____ Excerpt

# Pond viewing pane thickness?



## TheDukeAnumber1 (Sep 13, 2018)

I can't answer your question but I would suggest that if you use acrylic getting a smaller piece and testing it out to see of it holds shape against water. I bought a sheet and made a custom lid for my 10 gallon. It developes a slight bow after about a week. In my case it's not very noticable and easily correctable by ocasionally flipping the lid, but I imagine that this could be greatly pronounced in your project.


----------



## diverjoe (Oct 21, 2016)

Hate to be the one to break the news to you but for 8’ of rimless I believe you would be looking at 1” acrylic. The Home Depot link is only 1/4” which would only be good for a 10 gal tank or so. The most difficult issue you need to understand is the seal between your tank and either the glass or acrylic. Acrylic doesn’t really like adhesives and silicone will simply peel off once dry. Other folks have did this just read a lot. Look for wood or fiberglass aquarium builds. There are a number on the forum and on google. Btw I first had a 180 that was made with 3/8” acrylic and was fully eurobraced on the top. It bowed close to 1/2” on each end of a 4’ straight edge. Wasn’t comfortable with that and I have a 3/4” on the way. It is only 25” deep and 6’ long and it still MUST be braced. 

Good luck. I think that would be a fun thing to built. Also check eeekbay and local for sale boards sometime you can find a 4x4 or 4x8’ sheet of used “bullet proof glass”. Which is often polycarbonate or plexiglass acrylic softer sibling. Also check a lot of the custom tank builders will make custom cuts to your specs. 

Lol I’ll stop now!



Sent from my iPhone using Tapatalk Pro


----------



## Streetwise (May 24, 2019)

What about using internal cameras for viewing options?

________

__Exercise aim__.
Please copy out the thread on pond viewing pane thickness word for word, from "Hate to be the" up to and including "MUST be braced.".

____ Supplied records

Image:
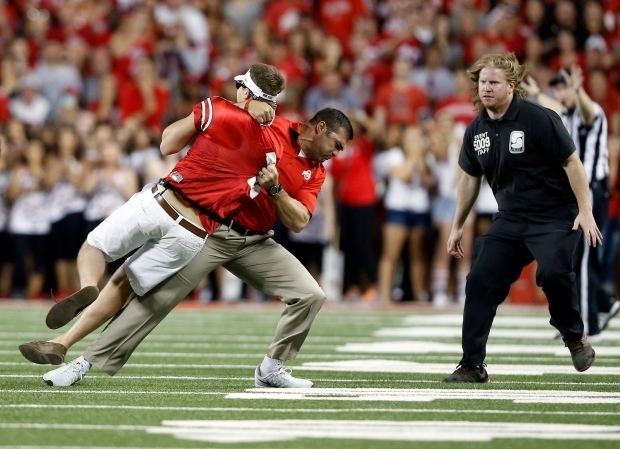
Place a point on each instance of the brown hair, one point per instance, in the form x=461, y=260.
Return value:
x=268, y=78
x=507, y=62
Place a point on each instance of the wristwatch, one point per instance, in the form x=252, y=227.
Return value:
x=275, y=190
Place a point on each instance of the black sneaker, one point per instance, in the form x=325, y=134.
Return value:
x=469, y=373
x=581, y=352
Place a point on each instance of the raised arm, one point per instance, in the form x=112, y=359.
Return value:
x=579, y=184
x=467, y=192
x=293, y=214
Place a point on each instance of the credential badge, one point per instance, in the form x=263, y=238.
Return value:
x=517, y=142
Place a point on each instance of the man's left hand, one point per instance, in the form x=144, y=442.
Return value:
x=591, y=233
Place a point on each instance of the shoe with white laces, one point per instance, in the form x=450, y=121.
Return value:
x=68, y=374
x=281, y=378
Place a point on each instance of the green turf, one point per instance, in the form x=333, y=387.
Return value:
x=218, y=350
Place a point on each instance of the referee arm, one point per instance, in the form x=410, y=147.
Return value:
x=468, y=189
x=579, y=184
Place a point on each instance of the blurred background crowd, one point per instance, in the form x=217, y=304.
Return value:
x=88, y=85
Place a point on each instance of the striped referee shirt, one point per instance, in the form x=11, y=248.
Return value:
x=590, y=142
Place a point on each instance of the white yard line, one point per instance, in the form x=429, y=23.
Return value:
x=430, y=394
x=455, y=332
x=308, y=410
x=245, y=431
x=429, y=347
x=401, y=366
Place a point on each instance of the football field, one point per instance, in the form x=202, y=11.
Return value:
x=377, y=377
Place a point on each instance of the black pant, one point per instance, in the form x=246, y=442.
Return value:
x=593, y=298
x=499, y=257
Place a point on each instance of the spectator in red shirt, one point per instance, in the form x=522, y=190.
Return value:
x=399, y=102
x=144, y=98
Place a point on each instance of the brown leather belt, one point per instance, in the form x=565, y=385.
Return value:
x=232, y=224
x=182, y=221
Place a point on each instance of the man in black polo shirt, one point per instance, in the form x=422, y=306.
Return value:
x=542, y=192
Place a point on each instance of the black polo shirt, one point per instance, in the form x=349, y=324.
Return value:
x=521, y=155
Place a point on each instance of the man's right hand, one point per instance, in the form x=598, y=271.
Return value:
x=454, y=243
x=261, y=112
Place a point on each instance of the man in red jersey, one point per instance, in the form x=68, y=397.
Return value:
x=218, y=175
x=244, y=246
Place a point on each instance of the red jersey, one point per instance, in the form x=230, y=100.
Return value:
x=218, y=173
x=301, y=178
x=353, y=174
x=402, y=106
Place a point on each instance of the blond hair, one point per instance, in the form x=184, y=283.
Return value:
x=508, y=63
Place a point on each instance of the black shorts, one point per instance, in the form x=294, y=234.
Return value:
x=67, y=235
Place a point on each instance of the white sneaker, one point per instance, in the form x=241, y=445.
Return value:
x=68, y=374
x=280, y=379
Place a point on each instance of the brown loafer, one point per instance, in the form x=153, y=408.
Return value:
x=44, y=352
x=65, y=310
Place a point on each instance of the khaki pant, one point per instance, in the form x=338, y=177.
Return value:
x=257, y=260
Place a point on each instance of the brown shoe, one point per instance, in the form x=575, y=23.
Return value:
x=68, y=308
x=581, y=352
x=44, y=352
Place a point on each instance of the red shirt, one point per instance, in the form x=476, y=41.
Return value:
x=353, y=174
x=338, y=17
x=132, y=103
x=301, y=178
x=218, y=171
x=402, y=106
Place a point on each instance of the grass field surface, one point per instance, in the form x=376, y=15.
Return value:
x=377, y=377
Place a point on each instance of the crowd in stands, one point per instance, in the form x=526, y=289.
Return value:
x=86, y=87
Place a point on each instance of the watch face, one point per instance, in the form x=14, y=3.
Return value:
x=274, y=190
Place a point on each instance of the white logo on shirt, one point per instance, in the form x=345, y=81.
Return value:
x=482, y=143
x=517, y=142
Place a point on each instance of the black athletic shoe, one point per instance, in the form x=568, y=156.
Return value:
x=68, y=308
x=469, y=373
x=581, y=352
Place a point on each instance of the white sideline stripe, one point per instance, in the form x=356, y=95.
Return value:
x=12, y=446
x=431, y=394
x=428, y=347
x=200, y=339
x=246, y=431
x=457, y=320
x=401, y=366
x=35, y=426
x=352, y=381
x=309, y=410
x=455, y=332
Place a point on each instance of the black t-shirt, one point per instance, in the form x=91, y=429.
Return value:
x=521, y=155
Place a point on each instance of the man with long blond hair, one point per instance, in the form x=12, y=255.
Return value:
x=542, y=192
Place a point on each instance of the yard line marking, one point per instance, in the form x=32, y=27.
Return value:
x=582, y=383
x=91, y=447
x=246, y=431
x=457, y=320
x=401, y=366
x=427, y=347
x=455, y=332
x=45, y=426
x=311, y=410
x=431, y=394
x=203, y=338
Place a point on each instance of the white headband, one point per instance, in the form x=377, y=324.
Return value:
x=247, y=81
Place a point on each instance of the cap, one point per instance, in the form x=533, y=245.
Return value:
x=559, y=78
x=247, y=81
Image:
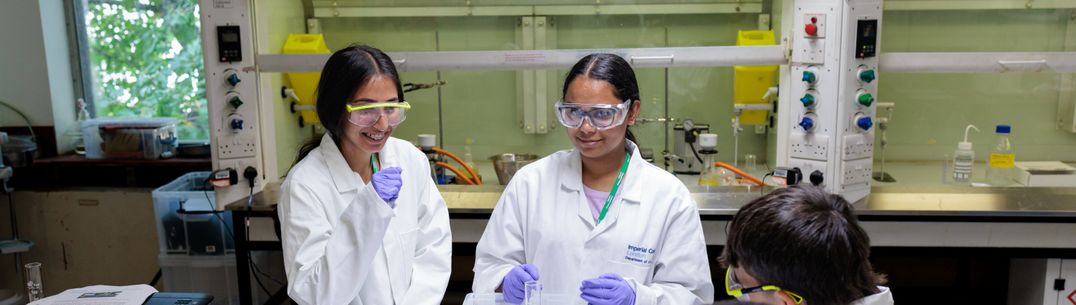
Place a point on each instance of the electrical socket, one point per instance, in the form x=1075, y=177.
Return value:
x=809, y=146
x=235, y=146
x=855, y=172
x=857, y=147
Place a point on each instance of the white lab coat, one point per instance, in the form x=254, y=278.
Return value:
x=652, y=235
x=882, y=297
x=343, y=245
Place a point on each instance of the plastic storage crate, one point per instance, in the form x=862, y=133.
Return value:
x=199, y=230
x=213, y=275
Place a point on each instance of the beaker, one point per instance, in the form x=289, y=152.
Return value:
x=33, y=287
x=532, y=293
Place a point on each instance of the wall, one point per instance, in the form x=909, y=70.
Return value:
x=929, y=120
x=24, y=73
x=481, y=105
x=933, y=109
x=36, y=67
x=277, y=18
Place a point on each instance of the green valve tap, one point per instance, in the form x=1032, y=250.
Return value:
x=808, y=99
x=809, y=78
x=865, y=99
x=236, y=101
x=234, y=80
x=867, y=75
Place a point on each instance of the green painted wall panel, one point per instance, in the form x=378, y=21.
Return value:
x=932, y=109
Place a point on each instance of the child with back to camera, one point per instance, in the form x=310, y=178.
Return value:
x=801, y=246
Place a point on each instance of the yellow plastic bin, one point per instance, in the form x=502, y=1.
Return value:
x=751, y=82
x=305, y=83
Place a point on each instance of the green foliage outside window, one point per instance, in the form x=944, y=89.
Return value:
x=146, y=60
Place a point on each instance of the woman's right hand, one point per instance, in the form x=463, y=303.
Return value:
x=512, y=285
x=387, y=183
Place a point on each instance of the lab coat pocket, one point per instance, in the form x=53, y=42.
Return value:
x=401, y=261
x=638, y=272
x=407, y=245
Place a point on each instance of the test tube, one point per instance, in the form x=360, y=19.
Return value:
x=33, y=288
x=750, y=161
x=532, y=293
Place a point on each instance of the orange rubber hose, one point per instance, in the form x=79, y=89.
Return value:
x=740, y=172
x=466, y=167
x=458, y=175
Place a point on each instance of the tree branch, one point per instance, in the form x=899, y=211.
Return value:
x=155, y=9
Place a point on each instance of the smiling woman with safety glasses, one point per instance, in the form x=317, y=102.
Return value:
x=596, y=221
x=362, y=221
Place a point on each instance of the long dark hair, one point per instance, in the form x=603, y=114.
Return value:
x=612, y=69
x=806, y=240
x=345, y=71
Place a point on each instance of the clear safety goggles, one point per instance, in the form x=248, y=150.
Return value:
x=368, y=114
x=733, y=288
x=600, y=115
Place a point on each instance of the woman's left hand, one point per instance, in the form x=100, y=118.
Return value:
x=387, y=183
x=609, y=289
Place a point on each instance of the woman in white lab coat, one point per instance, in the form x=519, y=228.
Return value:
x=353, y=234
x=596, y=221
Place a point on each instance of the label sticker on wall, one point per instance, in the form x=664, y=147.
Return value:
x=223, y=3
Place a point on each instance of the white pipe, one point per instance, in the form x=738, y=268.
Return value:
x=690, y=56
x=978, y=61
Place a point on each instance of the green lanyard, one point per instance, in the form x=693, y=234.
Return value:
x=373, y=162
x=616, y=185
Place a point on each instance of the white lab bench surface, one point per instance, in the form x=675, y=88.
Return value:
x=547, y=299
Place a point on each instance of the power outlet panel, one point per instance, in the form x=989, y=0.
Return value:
x=229, y=148
x=231, y=94
x=833, y=46
x=857, y=174
x=809, y=146
x=858, y=147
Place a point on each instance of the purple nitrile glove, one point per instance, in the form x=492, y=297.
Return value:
x=511, y=287
x=387, y=183
x=609, y=289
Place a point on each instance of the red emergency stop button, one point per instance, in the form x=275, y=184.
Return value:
x=811, y=29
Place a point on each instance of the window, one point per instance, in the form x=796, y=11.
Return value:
x=144, y=58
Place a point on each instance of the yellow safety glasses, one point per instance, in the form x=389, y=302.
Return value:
x=368, y=114
x=734, y=289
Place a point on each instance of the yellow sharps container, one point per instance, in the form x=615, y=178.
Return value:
x=751, y=82
x=305, y=83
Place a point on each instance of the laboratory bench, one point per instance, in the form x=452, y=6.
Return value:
x=919, y=223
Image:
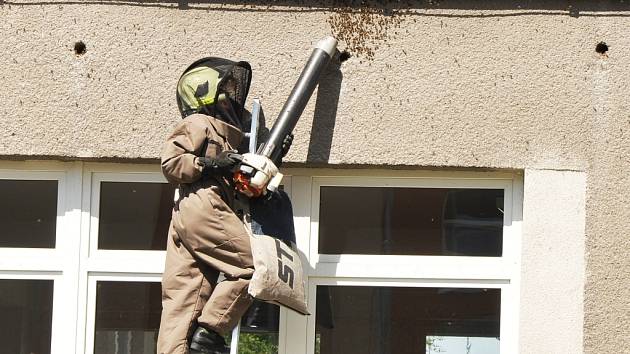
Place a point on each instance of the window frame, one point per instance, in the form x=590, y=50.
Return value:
x=417, y=271
x=60, y=263
x=75, y=264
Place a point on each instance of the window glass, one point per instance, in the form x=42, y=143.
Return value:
x=384, y=320
x=411, y=221
x=134, y=215
x=25, y=316
x=259, y=329
x=127, y=317
x=28, y=213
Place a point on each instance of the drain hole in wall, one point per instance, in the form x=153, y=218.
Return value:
x=345, y=55
x=79, y=48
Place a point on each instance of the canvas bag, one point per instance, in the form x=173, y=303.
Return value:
x=278, y=277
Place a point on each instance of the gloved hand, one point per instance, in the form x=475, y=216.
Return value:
x=286, y=145
x=226, y=160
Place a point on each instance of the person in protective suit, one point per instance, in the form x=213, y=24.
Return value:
x=207, y=235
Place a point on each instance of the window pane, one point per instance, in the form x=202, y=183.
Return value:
x=259, y=329
x=28, y=213
x=134, y=216
x=127, y=317
x=411, y=221
x=384, y=320
x=26, y=316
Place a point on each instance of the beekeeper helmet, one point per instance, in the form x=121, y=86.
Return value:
x=216, y=87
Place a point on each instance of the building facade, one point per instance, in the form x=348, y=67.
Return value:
x=459, y=178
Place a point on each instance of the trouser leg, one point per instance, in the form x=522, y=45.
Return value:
x=186, y=286
x=219, y=240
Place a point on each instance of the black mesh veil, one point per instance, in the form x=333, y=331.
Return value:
x=231, y=92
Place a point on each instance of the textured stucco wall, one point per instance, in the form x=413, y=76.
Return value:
x=552, y=297
x=500, y=84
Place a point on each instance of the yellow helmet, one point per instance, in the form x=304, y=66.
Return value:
x=216, y=87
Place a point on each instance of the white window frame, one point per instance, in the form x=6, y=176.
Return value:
x=60, y=263
x=411, y=271
x=76, y=265
x=109, y=265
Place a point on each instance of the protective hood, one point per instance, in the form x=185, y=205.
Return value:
x=216, y=87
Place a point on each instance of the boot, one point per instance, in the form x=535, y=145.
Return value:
x=206, y=341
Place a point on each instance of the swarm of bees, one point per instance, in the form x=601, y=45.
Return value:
x=365, y=25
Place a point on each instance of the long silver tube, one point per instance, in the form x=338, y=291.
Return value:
x=301, y=93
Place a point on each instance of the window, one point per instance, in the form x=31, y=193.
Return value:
x=396, y=262
x=408, y=263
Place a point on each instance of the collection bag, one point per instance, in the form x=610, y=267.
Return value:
x=278, y=277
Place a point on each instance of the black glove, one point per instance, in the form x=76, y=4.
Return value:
x=286, y=145
x=225, y=161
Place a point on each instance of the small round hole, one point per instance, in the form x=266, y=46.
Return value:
x=345, y=55
x=601, y=48
x=79, y=48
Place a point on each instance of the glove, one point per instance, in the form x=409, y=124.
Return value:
x=286, y=145
x=225, y=161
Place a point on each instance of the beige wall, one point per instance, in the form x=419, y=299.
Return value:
x=552, y=264
x=437, y=83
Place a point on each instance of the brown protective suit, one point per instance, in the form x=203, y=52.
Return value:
x=205, y=238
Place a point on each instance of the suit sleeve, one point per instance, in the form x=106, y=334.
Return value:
x=179, y=155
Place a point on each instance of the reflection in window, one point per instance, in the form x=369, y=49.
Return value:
x=466, y=345
x=411, y=221
x=28, y=213
x=259, y=329
x=391, y=320
x=25, y=316
x=134, y=216
x=127, y=317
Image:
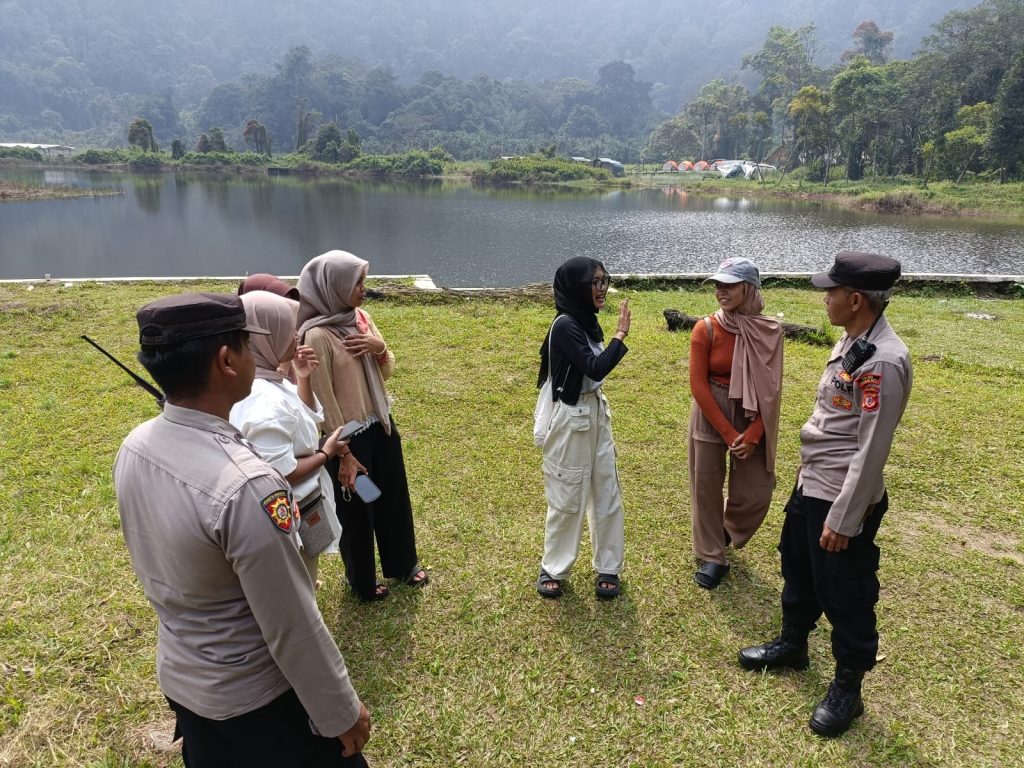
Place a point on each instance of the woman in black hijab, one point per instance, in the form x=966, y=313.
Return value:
x=580, y=471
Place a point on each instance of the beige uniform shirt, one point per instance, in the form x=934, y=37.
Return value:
x=846, y=442
x=212, y=539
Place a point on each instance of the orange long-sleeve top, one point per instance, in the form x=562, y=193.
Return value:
x=715, y=361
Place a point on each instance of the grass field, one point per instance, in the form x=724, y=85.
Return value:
x=476, y=670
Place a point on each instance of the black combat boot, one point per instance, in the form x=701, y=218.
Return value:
x=788, y=650
x=841, y=706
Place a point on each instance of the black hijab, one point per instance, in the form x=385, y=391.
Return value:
x=574, y=297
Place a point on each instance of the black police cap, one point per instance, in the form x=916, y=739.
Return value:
x=192, y=315
x=867, y=271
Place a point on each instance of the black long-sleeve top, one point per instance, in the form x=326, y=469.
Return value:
x=571, y=354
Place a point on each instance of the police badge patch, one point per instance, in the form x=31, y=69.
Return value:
x=280, y=510
x=842, y=402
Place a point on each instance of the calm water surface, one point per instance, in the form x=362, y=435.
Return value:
x=176, y=225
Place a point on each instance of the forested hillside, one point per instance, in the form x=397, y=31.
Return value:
x=85, y=68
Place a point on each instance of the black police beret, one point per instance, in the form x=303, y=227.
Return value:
x=192, y=315
x=868, y=271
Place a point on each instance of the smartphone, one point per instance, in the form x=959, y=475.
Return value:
x=366, y=488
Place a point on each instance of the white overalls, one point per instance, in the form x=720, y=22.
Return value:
x=580, y=477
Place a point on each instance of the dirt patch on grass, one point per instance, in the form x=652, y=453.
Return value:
x=997, y=546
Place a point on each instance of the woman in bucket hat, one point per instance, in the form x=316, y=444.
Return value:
x=736, y=383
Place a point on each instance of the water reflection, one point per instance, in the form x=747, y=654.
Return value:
x=184, y=224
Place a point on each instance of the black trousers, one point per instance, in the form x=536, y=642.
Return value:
x=843, y=585
x=274, y=735
x=389, y=519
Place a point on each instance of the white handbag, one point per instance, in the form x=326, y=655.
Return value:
x=545, y=409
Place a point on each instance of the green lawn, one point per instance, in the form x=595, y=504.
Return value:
x=477, y=670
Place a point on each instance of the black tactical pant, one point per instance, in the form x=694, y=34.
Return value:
x=843, y=585
x=272, y=736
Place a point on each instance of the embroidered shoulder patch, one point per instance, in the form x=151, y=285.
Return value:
x=870, y=388
x=280, y=509
x=842, y=402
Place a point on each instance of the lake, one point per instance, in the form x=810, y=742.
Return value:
x=183, y=225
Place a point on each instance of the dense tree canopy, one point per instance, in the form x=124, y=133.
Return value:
x=956, y=108
x=627, y=80
x=74, y=70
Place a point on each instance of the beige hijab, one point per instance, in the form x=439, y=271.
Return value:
x=757, y=365
x=326, y=287
x=278, y=315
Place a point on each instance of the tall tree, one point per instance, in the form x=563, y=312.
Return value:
x=254, y=134
x=869, y=42
x=861, y=100
x=140, y=135
x=625, y=101
x=815, y=139
x=216, y=136
x=1007, y=138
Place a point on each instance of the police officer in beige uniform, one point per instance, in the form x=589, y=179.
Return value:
x=829, y=560
x=243, y=655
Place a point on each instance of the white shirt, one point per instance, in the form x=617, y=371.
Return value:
x=284, y=429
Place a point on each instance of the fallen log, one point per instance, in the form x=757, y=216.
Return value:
x=807, y=334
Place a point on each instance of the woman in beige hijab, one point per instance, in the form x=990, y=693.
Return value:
x=736, y=382
x=349, y=383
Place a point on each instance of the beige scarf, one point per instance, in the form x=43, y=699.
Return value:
x=326, y=287
x=278, y=315
x=756, y=379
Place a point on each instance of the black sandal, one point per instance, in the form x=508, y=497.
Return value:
x=418, y=577
x=546, y=579
x=710, y=574
x=607, y=593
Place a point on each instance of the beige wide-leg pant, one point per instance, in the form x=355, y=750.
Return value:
x=580, y=477
x=751, y=484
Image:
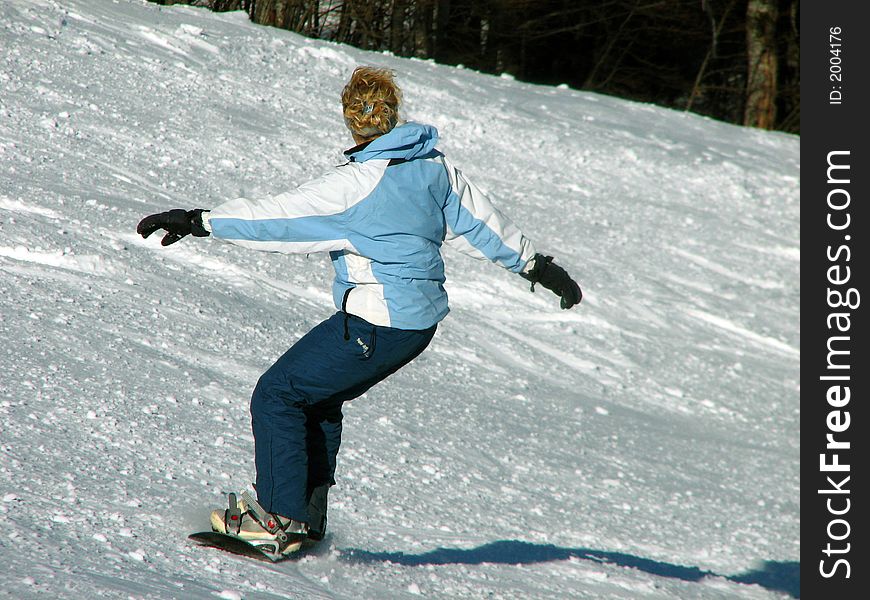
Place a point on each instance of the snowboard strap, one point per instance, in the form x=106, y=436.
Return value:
x=270, y=522
x=233, y=516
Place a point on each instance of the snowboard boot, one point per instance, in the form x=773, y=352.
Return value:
x=247, y=520
x=317, y=512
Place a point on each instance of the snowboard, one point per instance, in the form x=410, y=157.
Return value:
x=236, y=545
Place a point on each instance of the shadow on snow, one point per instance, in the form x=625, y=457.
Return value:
x=772, y=575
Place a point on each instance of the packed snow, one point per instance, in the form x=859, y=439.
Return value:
x=644, y=445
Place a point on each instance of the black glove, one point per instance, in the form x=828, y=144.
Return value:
x=555, y=278
x=177, y=223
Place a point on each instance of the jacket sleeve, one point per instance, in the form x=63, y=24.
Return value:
x=311, y=218
x=477, y=228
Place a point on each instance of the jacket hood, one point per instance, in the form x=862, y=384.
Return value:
x=408, y=141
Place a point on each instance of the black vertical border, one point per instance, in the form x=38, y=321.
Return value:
x=829, y=127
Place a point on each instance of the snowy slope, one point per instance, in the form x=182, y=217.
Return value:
x=642, y=446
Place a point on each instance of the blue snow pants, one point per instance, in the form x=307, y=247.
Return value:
x=296, y=405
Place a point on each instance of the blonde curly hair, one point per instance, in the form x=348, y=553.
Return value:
x=370, y=102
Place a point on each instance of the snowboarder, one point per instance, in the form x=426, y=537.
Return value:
x=383, y=217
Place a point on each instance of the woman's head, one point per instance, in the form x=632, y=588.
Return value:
x=370, y=102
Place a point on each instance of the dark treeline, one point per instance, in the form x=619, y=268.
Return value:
x=735, y=60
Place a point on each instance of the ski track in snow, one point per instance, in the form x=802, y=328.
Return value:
x=642, y=446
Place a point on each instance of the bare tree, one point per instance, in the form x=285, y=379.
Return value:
x=761, y=80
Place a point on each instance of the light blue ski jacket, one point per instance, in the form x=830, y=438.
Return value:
x=383, y=217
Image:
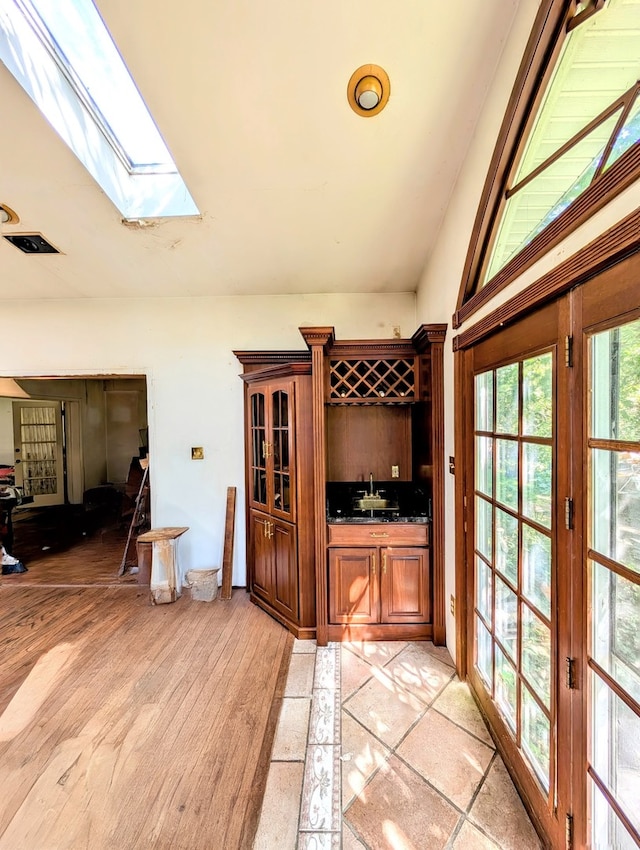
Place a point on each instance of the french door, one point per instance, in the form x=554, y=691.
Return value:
x=552, y=498
x=516, y=643
x=610, y=321
x=37, y=427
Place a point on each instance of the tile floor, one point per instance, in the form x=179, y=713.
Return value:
x=380, y=746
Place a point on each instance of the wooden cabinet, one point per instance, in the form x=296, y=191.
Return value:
x=382, y=585
x=273, y=547
x=380, y=590
x=279, y=487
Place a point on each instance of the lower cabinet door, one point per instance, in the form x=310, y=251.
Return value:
x=353, y=586
x=405, y=594
x=285, y=568
x=261, y=557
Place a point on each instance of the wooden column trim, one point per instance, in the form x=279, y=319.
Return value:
x=438, y=536
x=318, y=339
x=460, y=413
x=431, y=338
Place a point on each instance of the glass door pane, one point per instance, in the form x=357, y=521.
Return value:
x=514, y=625
x=613, y=566
x=38, y=448
x=258, y=436
x=281, y=437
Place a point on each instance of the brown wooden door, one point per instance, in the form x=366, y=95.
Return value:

________

__Answer to the task__.
Hate to be the one to break the news to you but for 8’ of rimless I believe you would be looking at 1” acrylic. The Home Depot link is only 1/4” which would only be good for a 10 gal tank or so. The most difficult issue you need to understand is the seal between your tank and either the glass or acrylic. Acrylic doesn’t really like adhesives and silicone will simply peel off once dry. Other folks have did this just read a lot. Look for wood or fiberglass aquarium builds. There are a number on the forum and on google. Btw I first had a 180 that was made with 3/8” acrylic and was fully eurobraced on the top. It bowed close to 1/2” on each end of a 4’ straight edge. Wasn’t comfortable with that and I have a 3/4” on the way. It is only 25” deep and 6’ long and it still MUST be braced.